Stated exercise: Count the lines in the items below that contain the string "windscreen", with uppercase and lowercase treated as different. Reply with the number alone.

Available records:
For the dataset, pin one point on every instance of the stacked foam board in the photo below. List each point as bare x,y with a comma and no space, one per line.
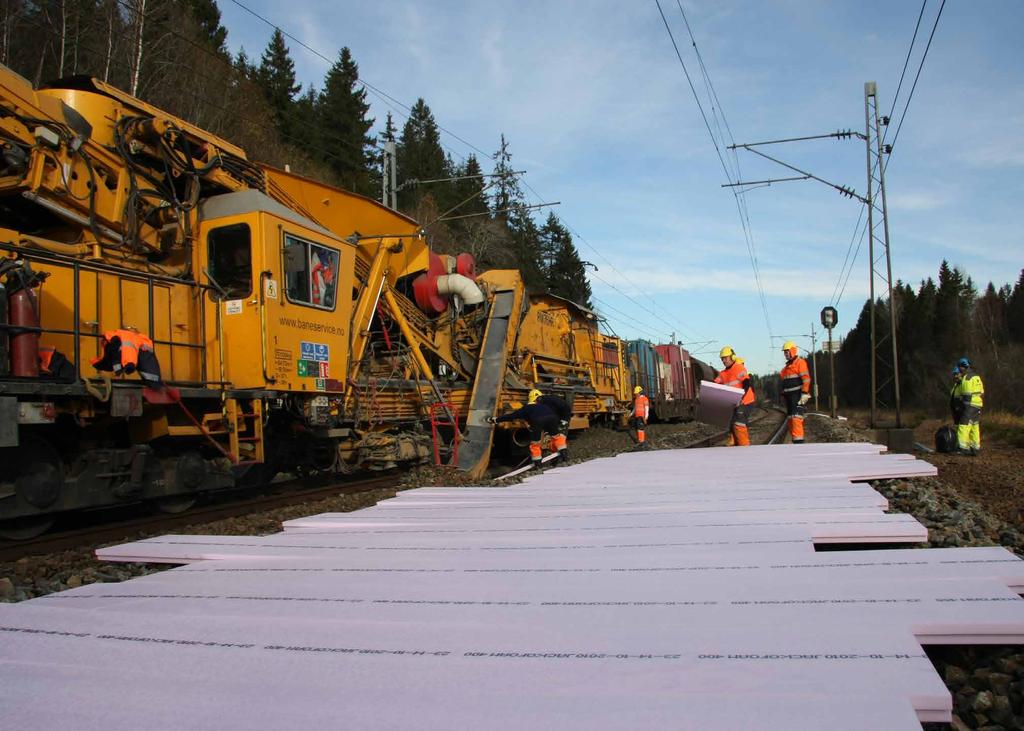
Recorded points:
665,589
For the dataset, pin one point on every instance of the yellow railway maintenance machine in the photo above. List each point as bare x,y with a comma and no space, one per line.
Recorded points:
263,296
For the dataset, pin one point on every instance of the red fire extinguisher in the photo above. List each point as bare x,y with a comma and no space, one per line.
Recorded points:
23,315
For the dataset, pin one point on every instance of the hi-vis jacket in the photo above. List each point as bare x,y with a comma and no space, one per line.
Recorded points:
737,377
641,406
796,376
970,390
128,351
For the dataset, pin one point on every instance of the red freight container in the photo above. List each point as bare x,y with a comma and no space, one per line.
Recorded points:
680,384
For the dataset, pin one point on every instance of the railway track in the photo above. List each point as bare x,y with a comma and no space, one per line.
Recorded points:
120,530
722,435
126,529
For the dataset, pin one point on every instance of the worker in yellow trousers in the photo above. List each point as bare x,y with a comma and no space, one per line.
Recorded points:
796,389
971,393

---

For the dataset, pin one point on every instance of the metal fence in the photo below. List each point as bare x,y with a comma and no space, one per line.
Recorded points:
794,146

* * *

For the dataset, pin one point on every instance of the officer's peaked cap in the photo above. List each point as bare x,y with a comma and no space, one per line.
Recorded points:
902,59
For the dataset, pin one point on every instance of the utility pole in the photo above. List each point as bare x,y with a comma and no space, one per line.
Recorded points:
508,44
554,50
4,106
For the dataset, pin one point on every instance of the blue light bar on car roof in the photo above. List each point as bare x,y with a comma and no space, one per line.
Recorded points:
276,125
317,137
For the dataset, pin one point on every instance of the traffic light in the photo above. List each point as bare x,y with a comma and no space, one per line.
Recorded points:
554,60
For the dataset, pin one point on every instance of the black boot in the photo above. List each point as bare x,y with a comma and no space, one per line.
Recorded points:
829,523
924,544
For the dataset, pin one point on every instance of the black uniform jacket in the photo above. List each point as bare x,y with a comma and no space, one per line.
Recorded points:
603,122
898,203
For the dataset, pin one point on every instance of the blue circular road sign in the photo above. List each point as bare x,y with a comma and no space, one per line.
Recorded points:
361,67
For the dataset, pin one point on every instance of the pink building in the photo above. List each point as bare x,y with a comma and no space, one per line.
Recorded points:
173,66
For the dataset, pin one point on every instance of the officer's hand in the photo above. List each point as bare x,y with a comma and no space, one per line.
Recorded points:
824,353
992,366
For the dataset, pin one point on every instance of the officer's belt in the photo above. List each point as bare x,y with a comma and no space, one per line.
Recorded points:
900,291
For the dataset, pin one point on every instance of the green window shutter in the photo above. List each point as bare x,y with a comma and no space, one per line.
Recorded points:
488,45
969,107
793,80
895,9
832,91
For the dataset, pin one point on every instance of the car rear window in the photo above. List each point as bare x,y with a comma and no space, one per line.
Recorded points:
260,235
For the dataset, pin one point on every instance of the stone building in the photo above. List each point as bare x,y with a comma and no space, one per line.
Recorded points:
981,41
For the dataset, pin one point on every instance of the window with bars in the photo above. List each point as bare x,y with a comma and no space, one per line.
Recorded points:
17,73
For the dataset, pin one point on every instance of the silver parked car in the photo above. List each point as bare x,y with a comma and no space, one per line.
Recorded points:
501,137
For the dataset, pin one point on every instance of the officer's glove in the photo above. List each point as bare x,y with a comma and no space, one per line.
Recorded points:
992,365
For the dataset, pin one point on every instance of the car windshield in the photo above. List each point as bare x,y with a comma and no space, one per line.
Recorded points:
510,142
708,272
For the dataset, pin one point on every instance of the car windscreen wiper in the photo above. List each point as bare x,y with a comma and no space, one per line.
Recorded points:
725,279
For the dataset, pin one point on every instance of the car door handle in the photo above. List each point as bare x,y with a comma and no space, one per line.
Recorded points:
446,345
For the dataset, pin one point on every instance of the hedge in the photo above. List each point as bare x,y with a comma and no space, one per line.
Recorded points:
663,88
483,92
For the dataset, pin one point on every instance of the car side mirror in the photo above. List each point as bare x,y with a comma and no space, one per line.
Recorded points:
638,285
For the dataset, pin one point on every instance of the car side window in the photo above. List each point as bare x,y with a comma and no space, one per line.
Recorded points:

Response: 1